To do >> Scan the entries below. Return every line that includes "church".

___ Data provided

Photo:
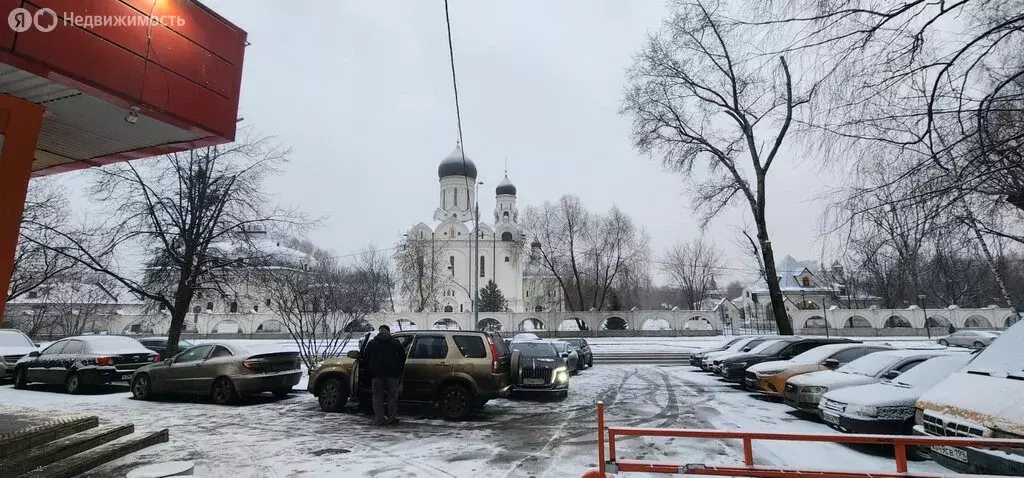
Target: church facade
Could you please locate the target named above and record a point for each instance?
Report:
(500, 254)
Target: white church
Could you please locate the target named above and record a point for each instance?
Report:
(502, 256)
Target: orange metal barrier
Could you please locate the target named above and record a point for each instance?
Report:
(899, 442)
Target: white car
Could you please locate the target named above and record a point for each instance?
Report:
(887, 407)
(13, 346)
(804, 391)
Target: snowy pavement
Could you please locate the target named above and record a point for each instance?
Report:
(510, 438)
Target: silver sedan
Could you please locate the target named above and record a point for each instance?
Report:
(975, 339)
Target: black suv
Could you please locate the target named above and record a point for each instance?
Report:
(583, 349)
(734, 367)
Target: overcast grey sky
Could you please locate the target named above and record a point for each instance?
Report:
(361, 91)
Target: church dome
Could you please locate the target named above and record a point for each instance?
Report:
(505, 187)
(455, 166)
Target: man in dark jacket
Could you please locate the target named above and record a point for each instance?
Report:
(386, 359)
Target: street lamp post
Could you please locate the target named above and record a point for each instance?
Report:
(921, 302)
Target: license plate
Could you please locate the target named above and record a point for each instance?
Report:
(958, 454)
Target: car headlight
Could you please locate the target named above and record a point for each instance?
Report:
(869, 411)
(895, 413)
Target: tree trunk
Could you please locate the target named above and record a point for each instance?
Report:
(771, 277)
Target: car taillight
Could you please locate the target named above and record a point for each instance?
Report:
(254, 365)
(494, 356)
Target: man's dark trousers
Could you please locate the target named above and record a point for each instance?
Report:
(385, 386)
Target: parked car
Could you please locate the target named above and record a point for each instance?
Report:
(159, 344)
(698, 354)
(583, 349)
(538, 367)
(769, 378)
(983, 399)
(459, 371)
(747, 345)
(887, 407)
(734, 368)
(975, 339)
(13, 346)
(79, 362)
(225, 373)
(804, 392)
(568, 354)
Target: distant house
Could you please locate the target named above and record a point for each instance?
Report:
(805, 285)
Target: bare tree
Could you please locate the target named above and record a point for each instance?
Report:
(587, 254)
(317, 305)
(421, 273)
(697, 98)
(194, 213)
(35, 265)
(692, 267)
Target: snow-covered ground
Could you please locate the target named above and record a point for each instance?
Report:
(510, 438)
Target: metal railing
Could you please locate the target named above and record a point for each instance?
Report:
(899, 443)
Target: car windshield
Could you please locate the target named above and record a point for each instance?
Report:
(870, 364)
(14, 340)
(771, 347)
(535, 349)
(933, 371)
(742, 344)
(817, 355)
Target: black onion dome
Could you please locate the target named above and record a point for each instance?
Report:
(455, 166)
(505, 187)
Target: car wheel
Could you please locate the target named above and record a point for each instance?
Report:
(223, 392)
(73, 384)
(282, 392)
(332, 395)
(19, 380)
(141, 387)
(455, 401)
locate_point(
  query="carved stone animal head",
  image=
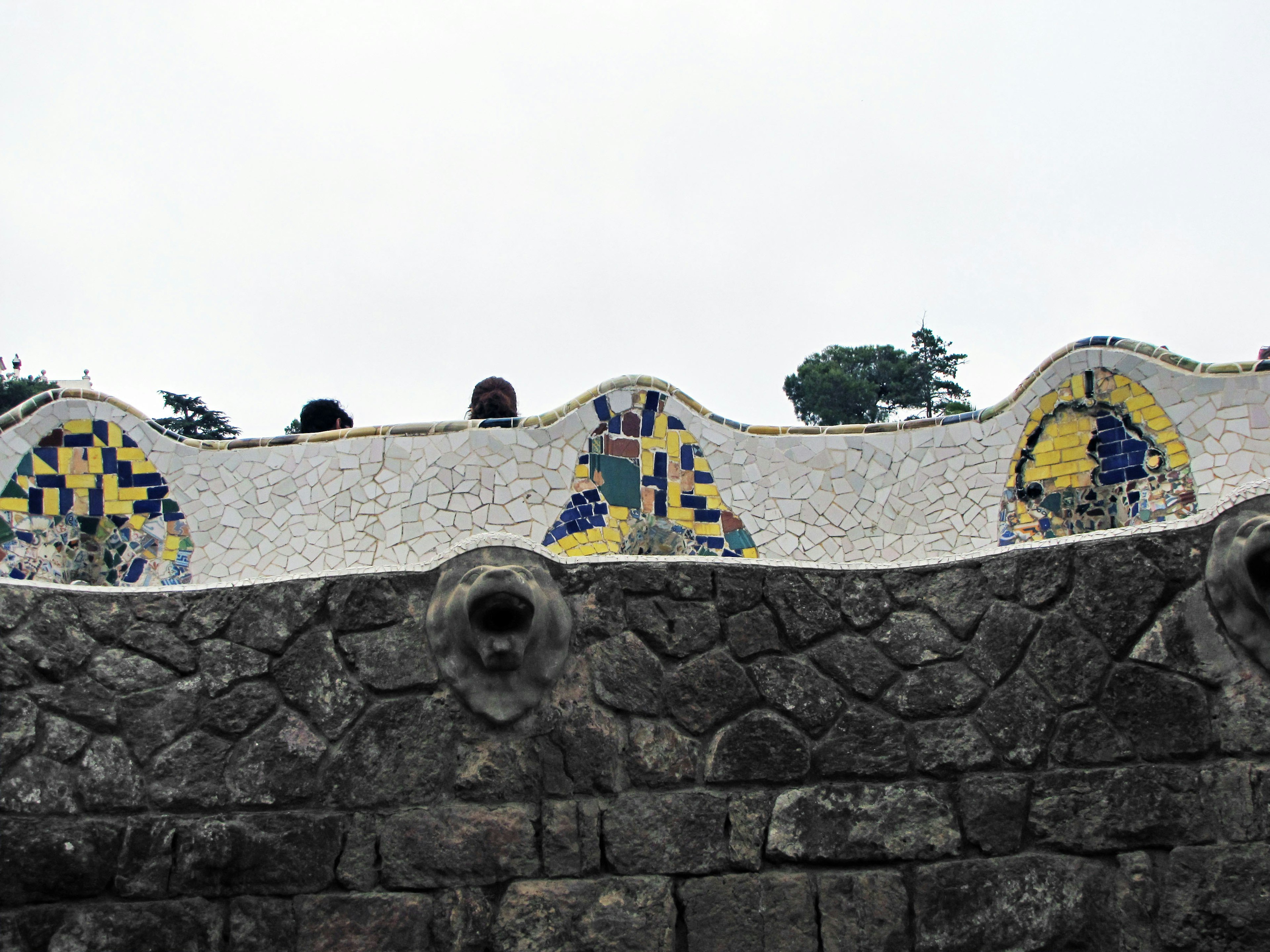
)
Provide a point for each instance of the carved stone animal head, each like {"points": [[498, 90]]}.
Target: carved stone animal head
{"points": [[500, 629], [1239, 582]]}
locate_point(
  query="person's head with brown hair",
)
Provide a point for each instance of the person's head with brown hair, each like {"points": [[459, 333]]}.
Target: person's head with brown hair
{"points": [[492, 399]]}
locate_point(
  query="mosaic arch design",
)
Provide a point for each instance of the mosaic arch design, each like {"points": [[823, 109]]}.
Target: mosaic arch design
{"points": [[87, 506], [1096, 454], [643, 487]]}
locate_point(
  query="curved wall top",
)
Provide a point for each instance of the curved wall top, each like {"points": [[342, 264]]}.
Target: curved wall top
{"points": [[393, 496]]}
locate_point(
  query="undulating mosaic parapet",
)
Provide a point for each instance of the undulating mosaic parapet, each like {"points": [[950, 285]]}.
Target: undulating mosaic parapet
{"points": [[1098, 454], [644, 487], [87, 506]]}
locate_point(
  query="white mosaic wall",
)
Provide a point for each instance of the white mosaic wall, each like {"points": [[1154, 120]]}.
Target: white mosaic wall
{"points": [[383, 500]]}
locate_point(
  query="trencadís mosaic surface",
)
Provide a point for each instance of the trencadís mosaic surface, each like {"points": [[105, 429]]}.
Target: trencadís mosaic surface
{"points": [[87, 506], [1098, 454], [644, 488], [1151, 436]]}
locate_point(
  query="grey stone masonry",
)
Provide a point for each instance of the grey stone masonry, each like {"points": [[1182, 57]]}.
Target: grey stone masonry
{"points": [[737, 757]]}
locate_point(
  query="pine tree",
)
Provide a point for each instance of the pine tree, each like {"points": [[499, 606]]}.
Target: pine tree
{"points": [[196, 419], [934, 370], [851, 385], [16, 389]]}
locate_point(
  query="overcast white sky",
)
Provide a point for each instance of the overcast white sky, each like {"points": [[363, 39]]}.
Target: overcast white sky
{"points": [[262, 204]]}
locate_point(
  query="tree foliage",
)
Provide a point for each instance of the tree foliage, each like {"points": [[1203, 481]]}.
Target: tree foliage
{"points": [[195, 418], [870, 384], [935, 374], [16, 389]]}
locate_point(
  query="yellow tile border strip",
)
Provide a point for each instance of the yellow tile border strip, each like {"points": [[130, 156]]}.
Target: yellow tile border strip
{"points": [[427, 429]]}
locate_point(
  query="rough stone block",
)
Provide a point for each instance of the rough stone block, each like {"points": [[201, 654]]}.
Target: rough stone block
{"points": [[751, 633], [1018, 718], [864, 601], [676, 629], [190, 774], [690, 582], [658, 756], [356, 870], [392, 658], [63, 739], [18, 722], [562, 851], [154, 719], [864, 743], [261, 622], [935, 691], [916, 638], [738, 589], [795, 689], [185, 925], [313, 678], [223, 663], [864, 822], [401, 753], [1185, 639], [260, 853], [1216, 899], [371, 922], [500, 770], [1014, 903], [691, 837], [1138, 587], [855, 663], [463, 921], [364, 602], [82, 698], [864, 912], [53, 640], [994, 812], [53, 858], [1164, 715], [1067, 660], [159, 643], [276, 765], [1087, 738], [627, 674], [145, 861], [760, 746], [771, 912], [459, 845], [748, 815], [260, 925], [37, 785], [1000, 642], [630, 913], [804, 614], [952, 747], [708, 691], [1127, 808], [1043, 574], [1241, 713], [110, 781], [242, 709], [126, 673], [959, 596]]}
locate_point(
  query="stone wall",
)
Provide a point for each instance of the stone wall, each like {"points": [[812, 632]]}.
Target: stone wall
{"points": [[1049, 748], [396, 496]]}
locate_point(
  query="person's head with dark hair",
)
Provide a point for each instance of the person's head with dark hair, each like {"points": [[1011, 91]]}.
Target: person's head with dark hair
{"points": [[492, 399], [322, 416]]}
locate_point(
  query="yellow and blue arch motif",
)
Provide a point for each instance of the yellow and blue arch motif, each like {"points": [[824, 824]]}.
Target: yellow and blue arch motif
{"points": [[87, 506], [1098, 454], [643, 487]]}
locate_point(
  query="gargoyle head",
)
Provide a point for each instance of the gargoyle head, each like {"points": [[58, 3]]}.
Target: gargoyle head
{"points": [[1239, 582], [500, 629]]}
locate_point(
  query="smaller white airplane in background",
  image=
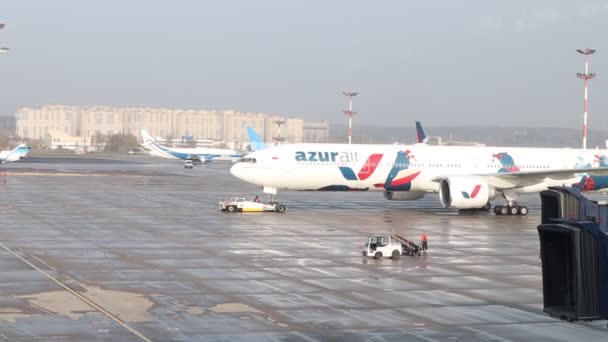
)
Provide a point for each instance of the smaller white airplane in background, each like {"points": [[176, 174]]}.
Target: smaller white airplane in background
{"points": [[200, 154], [15, 154]]}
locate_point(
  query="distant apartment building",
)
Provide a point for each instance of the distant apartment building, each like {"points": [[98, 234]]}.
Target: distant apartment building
{"points": [[316, 132], [69, 125]]}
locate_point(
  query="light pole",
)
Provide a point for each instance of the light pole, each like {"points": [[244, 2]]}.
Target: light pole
{"points": [[586, 76], [349, 113], [3, 49]]}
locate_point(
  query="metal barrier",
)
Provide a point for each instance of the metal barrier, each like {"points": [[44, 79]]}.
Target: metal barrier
{"points": [[574, 253]]}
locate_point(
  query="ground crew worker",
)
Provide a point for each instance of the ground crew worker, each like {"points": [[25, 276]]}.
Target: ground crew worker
{"points": [[424, 241]]}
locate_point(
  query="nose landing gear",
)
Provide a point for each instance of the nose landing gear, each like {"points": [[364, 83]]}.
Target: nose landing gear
{"points": [[511, 210]]}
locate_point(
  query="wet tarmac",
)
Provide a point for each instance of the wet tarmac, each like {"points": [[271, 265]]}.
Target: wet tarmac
{"points": [[136, 250]]}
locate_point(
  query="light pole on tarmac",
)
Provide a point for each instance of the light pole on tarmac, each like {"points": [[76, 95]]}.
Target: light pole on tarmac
{"points": [[349, 113], [586, 76]]}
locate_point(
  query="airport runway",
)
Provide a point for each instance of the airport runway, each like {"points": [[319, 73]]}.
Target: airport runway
{"points": [[136, 250]]}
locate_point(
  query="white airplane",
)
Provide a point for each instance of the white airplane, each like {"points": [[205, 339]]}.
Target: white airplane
{"points": [[15, 154], [197, 154], [465, 177]]}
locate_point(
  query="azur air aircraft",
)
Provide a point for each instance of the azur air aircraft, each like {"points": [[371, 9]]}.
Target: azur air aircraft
{"points": [[465, 177]]}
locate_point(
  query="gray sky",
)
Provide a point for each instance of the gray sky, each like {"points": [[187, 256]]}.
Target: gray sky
{"points": [[447, 62]]}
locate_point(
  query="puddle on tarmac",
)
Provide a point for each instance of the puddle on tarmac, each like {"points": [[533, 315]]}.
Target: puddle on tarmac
{"points": [[233, 307], [128, 306], [11, 314]]}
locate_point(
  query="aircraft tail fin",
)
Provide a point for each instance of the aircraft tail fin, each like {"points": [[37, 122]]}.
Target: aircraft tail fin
{"points": [[17, 153], [255, 141], [147, 138], [420, 135]]}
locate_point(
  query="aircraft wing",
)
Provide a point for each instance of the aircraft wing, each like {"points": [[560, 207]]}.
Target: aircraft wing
{"points": [[519, 179]]}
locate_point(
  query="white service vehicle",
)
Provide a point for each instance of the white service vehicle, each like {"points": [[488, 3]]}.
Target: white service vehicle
{"points": [[380, 245], [240, 204]]}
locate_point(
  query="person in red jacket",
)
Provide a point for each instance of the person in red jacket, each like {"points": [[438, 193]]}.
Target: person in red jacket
{"points": [[424, 241]]}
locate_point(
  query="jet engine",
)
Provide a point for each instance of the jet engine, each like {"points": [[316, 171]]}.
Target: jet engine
{"points": [[465, 192], [403, 195]]}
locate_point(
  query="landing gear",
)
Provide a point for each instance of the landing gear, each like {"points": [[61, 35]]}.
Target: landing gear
{"points": [[510, 210]]}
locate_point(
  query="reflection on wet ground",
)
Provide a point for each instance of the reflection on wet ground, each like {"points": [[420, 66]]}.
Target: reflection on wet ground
{"points": [[143, 244]]}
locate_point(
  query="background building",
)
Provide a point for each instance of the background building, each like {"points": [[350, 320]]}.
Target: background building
{"points": [[7, 123], [60, 125], [316, 132]]}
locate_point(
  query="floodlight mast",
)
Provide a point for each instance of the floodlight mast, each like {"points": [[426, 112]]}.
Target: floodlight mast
{"points": [[586, 76], [3, 49], [349, 113]]}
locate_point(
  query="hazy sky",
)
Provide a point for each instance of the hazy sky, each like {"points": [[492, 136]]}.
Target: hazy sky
{"points": [[444, 62]]}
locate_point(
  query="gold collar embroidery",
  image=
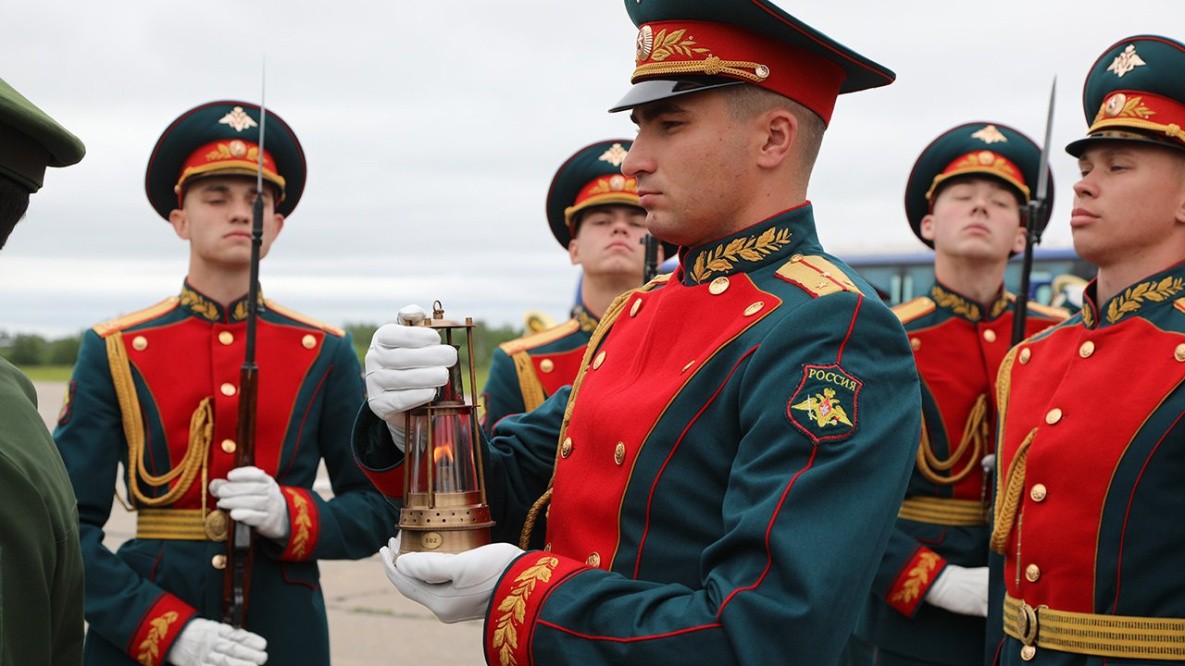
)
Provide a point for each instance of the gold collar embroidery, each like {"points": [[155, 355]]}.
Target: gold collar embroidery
{"points": [[1134, 298], [210, 309], [724, 257]]}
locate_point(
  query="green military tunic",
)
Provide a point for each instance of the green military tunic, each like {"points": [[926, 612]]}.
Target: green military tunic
{"points": [[525, 371], [1091, 449], [958, 345], [738, 444], [40, 562]]}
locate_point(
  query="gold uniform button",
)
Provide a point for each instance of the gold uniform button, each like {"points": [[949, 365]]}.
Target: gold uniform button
{"points": [[1038, 492], [1032, 572]]}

______

Result for this task >>
Target: church facade
Target: white church
Target: church dome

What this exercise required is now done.